Burning journalism to the ground (for the Good of the Shareholders)
From the moment he burst through the door at 5:59 a.m. until our shift ended eight hours later, Jan was on a tear — coffee, nicotine, cops and robbers punctuated with the occasional conspiracy theory or obscure drug reference.
Without fail, he ended his calls to the police by declaring, “Rock and roll, baby,” “Boogie, boogie” or “Who loves you, baby” (which I later learned was a reference to the 1970s detective show Kojak). No one in journalism could get away with talking to cops that way. Jan could.
The morning shift was like journalism purgatory — a holding cell for maniacs, misfits and people who’d run afoul of management. I suspect Jan checked off all those boxes. Even so, he attacked every shift like we were chasing Watergate.
Overnight stabbing? Firebombing at an Italian café? Updates on snow removal operations (complete with hand-drawn diagrams)? Jan had you covered.
There was method to his madness. The cops loved him and fed him little details they wouldn’t give the other reporters. Same with the other communications folk.
“Oh, Jan’s not working today?” Franco from the Laval police department would say, making no effort to hide his disappointment that he was stuck on the phone with me.
::::
▸ PROBLEM REQUIREMENTS
Reproduce the passage from the newsroom memoir above word for word, starting at "Burning journalism to" and ending at "obscure drug reference.".

▸ DATASET EXTRACT
::::
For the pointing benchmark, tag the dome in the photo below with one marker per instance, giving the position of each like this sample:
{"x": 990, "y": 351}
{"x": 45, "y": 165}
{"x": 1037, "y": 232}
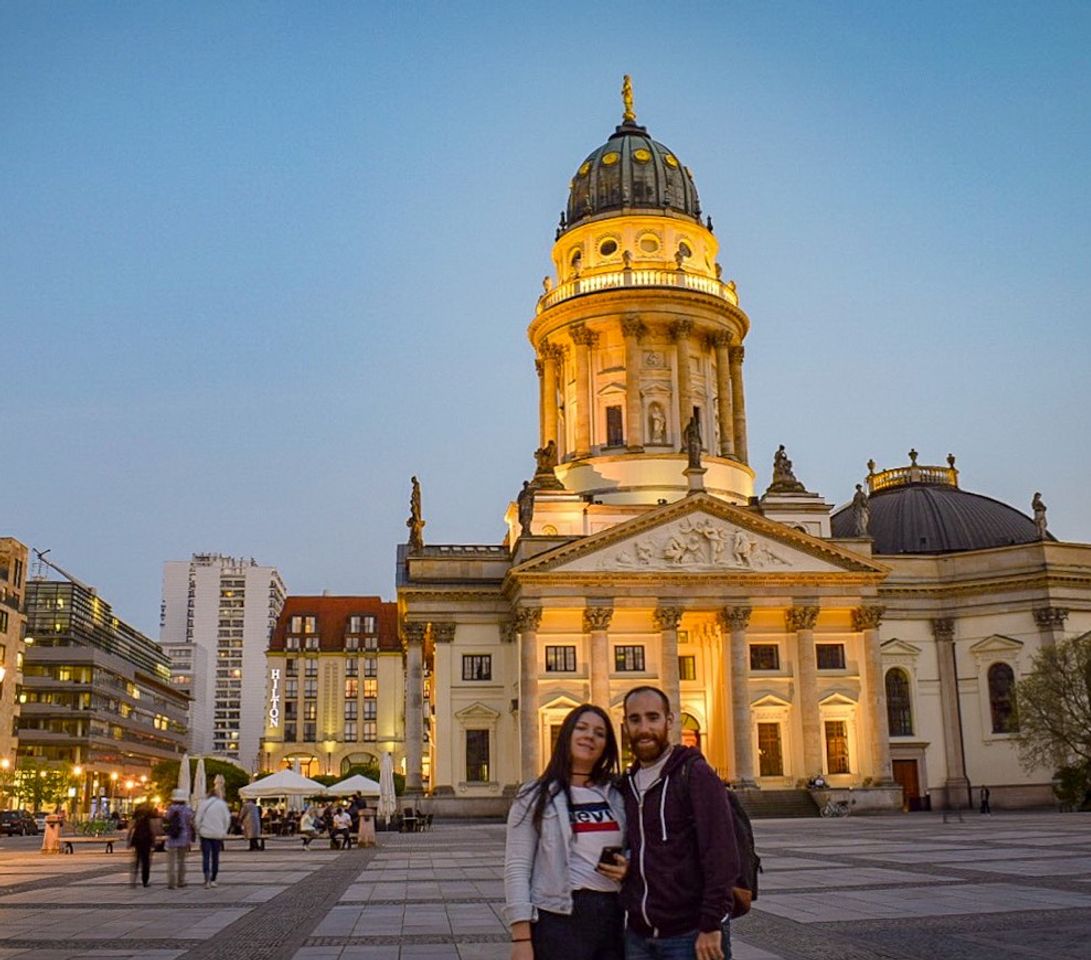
::::
▸ TASK RESULT
Burning journalism to the ground (for the Good of the Shareholders)
From the moment he burst through the door at 5:59 a.m. until our shift ended eight hours later, Jan was on a tear — coffee, nicotine, cops and robbers punctuated with the occasional conspiracy theory or obscure drug reference.